Material for the task.
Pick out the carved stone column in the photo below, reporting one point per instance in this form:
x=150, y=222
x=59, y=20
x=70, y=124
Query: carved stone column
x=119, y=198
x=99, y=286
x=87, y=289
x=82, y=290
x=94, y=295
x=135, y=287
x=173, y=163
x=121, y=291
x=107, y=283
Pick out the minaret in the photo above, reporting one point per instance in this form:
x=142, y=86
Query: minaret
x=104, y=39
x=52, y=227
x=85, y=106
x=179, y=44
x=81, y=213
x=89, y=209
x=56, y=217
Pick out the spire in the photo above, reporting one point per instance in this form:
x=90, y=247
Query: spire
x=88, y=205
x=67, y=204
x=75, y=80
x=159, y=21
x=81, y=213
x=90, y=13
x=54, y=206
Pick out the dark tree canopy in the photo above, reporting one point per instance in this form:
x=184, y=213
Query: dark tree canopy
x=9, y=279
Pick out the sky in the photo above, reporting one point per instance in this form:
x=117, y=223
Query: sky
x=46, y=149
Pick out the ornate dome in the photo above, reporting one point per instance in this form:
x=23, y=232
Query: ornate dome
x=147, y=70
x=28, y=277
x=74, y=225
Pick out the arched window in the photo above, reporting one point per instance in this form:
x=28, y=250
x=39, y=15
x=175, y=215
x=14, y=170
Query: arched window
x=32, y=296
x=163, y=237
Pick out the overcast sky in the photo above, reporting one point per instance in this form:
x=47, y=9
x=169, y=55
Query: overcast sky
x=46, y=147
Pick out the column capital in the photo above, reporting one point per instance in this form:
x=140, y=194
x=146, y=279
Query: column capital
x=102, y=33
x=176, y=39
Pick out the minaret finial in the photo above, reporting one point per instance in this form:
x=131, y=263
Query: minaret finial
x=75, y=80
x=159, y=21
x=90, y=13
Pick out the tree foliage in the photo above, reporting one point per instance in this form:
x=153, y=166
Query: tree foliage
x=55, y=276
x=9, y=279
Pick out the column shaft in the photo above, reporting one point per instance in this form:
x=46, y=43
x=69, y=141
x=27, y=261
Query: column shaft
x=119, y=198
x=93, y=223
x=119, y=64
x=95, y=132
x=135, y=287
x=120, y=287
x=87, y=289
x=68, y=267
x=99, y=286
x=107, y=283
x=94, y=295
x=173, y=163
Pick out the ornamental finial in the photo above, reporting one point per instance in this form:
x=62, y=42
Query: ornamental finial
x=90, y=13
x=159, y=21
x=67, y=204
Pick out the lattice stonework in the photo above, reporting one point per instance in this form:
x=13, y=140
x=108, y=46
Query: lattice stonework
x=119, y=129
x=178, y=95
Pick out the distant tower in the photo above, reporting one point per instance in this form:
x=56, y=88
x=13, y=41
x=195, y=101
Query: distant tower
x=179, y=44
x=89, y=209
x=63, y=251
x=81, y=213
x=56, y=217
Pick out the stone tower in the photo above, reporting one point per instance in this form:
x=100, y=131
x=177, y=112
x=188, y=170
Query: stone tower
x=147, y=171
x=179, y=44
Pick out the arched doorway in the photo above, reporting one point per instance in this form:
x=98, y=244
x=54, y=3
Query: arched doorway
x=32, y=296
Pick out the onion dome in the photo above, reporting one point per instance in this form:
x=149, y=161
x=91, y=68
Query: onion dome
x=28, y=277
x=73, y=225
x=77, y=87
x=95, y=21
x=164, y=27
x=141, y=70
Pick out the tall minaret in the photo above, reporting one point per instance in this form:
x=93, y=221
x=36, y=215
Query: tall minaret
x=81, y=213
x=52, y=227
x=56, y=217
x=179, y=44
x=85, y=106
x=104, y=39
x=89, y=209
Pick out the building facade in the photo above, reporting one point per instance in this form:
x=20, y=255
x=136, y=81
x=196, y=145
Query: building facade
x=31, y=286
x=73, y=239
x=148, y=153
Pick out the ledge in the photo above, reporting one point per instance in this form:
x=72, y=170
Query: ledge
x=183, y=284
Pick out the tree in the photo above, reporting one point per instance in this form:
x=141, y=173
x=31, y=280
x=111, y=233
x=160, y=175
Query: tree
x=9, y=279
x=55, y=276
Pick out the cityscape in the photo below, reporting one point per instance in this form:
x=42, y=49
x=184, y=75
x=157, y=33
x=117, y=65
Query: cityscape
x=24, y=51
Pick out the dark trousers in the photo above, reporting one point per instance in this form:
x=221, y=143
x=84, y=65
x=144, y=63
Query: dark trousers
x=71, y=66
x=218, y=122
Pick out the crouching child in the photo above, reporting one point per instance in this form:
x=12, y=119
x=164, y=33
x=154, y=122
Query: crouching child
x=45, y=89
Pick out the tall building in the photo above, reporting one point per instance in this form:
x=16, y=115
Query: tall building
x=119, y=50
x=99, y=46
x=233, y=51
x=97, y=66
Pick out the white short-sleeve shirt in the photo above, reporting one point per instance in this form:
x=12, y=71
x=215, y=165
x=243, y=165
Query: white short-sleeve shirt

Required task.
Starting at the line that contains "Pick out the tall minaret" and ending at the last line, write these lines out again in full, requests included, scaling every x and y coordinate in the answers by 1.7 and rounding to whole numbers, halves up. Leave the numbers in the requests and their sample points as they are.

Finished answer.
Pick out the tall minaret in the photo above, reporting one point per instance in this form:
x=93, y=221
x=36, y=215
Query: tall minaret
x=138, y=362
x=88, y=386
x=95, y=369
x=304, y=75
x=145, y=180
x=177, y=66
x=151, y=355
Pick out the building facade in the photo above, reporting one point per instance in this form:
x=20, y=255
x=136, y=81
x=196, y=145
Query: building facade
x=53, y=486
x=124, y=406
x=252, y=260
Pick out the ledge in the photo above, reporting one point per instance in this form:
x=72, y=170
Query: ledge
x=311, y=483
Pick out the tree in the photo above, reporting one point per instance in this form:
x=141, y=173
x=31, y=280
x=111, y=233
x=160, y=175
Query: tree
x=15, y=474
x=94, y=469
Pick out the cityscape in the photo below, reporting one point per instance in this form:
x=42, y=49
x=184, y=75
x=157, y=33
x=117, y=65
Query: cityscape
x=41, y=87
Pick out the dark trousers in the photo above, reporting one point per instance in this form:
x=221, y=143
x=84, y=65
x=144, y=63
Query: dark trousers
x=121, y=112
x=371, y=207
Pick out the crouching child in the photo above, reporting one point per instance in this form:
x=12, y=119
x=164, y=33
x=154, y=122
Query: crouching child
x=77, y=151
Pick out the tall building in the photo above, reporting one point per instance in this form:
x=16, y=115
Query: tall building
x=202, y=85
x=168, y=78
x=396, y=87
x=165, y=112
Pick out the white short-sleeve shirt in the photo above, reporting one point per instance in this form:
x=12, y=71
x=215, y=165
x=243, y=165
Query: white short-sleeve shirt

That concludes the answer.